Point localization data
● ● ● ● ●
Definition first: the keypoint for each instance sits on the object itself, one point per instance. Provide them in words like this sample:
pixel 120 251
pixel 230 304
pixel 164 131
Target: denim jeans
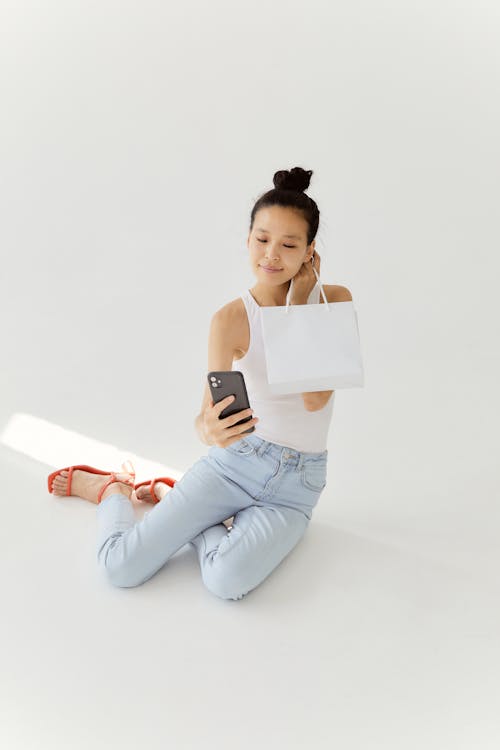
pixel 270 490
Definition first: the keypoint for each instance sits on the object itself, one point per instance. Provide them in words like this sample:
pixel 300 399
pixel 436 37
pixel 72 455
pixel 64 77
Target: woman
pixel 266 481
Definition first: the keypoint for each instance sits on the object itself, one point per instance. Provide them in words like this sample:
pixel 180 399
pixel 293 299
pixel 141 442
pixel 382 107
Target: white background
pixel 134 141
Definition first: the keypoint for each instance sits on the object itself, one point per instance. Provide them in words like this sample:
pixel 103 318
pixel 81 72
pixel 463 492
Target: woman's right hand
pixel 223 432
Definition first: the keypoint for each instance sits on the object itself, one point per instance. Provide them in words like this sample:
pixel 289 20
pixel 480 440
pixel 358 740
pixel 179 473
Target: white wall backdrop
pixel 135 138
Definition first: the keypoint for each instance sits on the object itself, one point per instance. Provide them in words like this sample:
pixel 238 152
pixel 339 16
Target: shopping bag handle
pixel 288 296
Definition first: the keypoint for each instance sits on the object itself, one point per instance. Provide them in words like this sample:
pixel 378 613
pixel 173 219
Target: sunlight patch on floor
pixel 58 447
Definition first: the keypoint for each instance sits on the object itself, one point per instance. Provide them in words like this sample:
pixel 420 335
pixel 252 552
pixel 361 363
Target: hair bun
pixel 296 179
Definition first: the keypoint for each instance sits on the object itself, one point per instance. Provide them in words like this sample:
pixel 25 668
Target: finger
pixel 234 418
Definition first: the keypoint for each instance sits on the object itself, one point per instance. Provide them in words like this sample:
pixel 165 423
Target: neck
pixel 270 296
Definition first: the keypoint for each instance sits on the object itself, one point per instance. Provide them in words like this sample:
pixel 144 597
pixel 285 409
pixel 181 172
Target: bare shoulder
pixel 232 312
pixel 230 318
pixel 336 293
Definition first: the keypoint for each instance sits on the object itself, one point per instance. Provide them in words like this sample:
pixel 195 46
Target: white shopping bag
pixel 313 347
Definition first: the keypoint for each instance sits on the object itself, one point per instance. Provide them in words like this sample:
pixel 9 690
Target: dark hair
pixel 289 187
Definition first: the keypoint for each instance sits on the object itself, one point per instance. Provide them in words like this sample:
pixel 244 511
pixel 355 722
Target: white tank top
pixel 282 419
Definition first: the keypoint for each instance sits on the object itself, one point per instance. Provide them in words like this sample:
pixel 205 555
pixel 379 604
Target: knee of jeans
pixel 111 559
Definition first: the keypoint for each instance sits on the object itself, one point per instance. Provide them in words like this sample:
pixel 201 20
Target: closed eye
pixel 283 245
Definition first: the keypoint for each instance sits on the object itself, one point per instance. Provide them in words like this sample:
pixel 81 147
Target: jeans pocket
pixel 241 447
pixel 313 475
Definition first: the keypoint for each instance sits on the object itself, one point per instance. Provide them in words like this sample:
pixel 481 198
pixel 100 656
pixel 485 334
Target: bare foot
pixel 87 485
pixel 143 493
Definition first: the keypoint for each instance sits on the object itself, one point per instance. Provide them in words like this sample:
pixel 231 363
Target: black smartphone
pixel 223 383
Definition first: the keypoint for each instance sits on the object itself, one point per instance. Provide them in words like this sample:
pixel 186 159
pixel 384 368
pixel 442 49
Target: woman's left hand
pixel 305 280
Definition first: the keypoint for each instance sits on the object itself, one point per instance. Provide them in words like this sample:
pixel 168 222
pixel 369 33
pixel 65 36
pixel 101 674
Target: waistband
pixel 277 451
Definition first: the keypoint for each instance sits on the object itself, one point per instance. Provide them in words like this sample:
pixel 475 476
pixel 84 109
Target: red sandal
pixel 166 480
pixel 92 470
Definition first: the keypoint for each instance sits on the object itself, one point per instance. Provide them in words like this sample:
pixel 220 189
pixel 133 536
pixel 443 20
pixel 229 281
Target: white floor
pixel 380 630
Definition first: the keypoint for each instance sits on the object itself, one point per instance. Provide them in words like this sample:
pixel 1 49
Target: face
pixel 270 245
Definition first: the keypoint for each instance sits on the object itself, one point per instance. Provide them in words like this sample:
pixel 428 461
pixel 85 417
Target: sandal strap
pixel 113 478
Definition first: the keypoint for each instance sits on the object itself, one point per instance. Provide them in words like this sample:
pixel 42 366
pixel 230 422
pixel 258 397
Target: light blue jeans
pixel 270 490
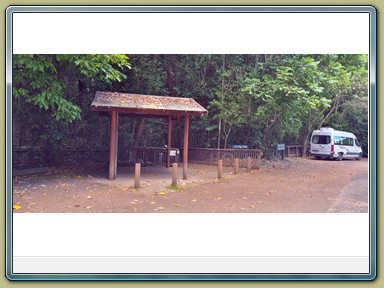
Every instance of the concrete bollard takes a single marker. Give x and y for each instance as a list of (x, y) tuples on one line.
[(236, 166), (249, 164), (174, 174), (220, 169), (137, 175)]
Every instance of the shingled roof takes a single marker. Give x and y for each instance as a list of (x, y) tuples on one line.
[(146, 104)]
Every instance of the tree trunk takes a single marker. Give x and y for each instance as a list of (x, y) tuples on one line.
[(171, 79)]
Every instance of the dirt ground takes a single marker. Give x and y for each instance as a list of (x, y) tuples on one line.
[(293, 185)]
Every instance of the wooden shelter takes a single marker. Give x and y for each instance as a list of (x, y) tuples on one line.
[(149, 106)]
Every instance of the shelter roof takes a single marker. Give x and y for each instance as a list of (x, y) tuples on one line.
[(146, 105)]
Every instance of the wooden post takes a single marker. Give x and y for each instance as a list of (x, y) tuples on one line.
[(169, 142), (116, 142), (249, 164), (220, 169), (174, 174), (258, 159), (137, 175), (185, 152), (113, 148), (236, 166)]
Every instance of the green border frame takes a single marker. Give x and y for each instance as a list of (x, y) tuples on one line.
[(269, 3)]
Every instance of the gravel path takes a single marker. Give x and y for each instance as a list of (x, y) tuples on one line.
[(297, 185)]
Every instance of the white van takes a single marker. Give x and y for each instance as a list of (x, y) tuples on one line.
[(330, 143)]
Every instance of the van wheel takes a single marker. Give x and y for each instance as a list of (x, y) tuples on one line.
[(339, 157)]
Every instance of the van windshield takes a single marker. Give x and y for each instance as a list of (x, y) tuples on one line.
[(321, 139)]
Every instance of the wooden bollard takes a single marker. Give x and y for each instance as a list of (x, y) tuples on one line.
[(220, 169), (249, 164), (174, 174), (236, 166), (137, 175)]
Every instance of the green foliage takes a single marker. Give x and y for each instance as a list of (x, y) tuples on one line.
[(257, 100), (41, 79)]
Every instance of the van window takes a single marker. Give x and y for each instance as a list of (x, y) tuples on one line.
[(321, 139), (341, 140)]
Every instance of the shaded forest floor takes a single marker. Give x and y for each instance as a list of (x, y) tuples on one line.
[(293, 185)]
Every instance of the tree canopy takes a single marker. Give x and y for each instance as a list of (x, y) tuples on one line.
[(255, 100)]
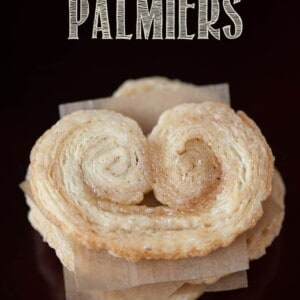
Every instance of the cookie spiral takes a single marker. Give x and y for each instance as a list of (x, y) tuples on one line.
[(89, 172)]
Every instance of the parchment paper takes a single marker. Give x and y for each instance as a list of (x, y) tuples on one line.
[(146, 108), (99, 270)]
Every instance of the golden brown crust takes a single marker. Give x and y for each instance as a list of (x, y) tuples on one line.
[(269, 226), (65, 168)]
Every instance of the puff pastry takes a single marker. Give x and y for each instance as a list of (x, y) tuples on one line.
[(269, 226), (83, 184)]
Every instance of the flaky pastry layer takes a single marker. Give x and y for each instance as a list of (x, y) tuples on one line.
[(88, 172)]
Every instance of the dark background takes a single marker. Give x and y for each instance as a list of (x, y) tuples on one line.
[(42, 68)]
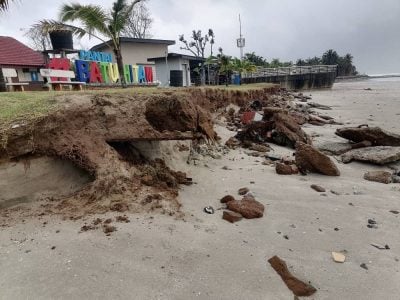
● ● ● ● ●
What this task involves
Give back, exactly as written, the stretch from the line with "pixel 65 36" through the line with "pixel 230 422", and no other lines from the records above.

Solution for this problem
pixel 65 36
pixel 101 674
Target: waistband
pixel 277 451
Definition first: the keypoint for each instance sits on the object itself, one point per instance. Provide them in words like this sample:
pixel 475 476
pixel 84 109
Target: red sandal
pixel 166 480
pixel 92 470
Definition first: the keypoint for each instance sits on the object itself, one point per instance. Provide them in words like this sample:
pixel 220 189
pixel 133 536
pixel 443 20
pixel 229 281
Target: white floor
pixel 380 630
Definition first: the keypoint for each instance sits on the object itself, one point per instance. Provide them in words like this sample:
pixel 1 49
Target: face
pixel 270 245
Definition first: the keypoint for each instance sits on the object itself, one point per instance. Provide them in words like this sample:
pixel 428 461
pixel 85 417
Target: sandal strap
pixel 113 478
Definition first: the keypoint for each instance sits on the object itself, one point per instance. Provide them in words like this sample:
pixel 42 366
pixel 230 422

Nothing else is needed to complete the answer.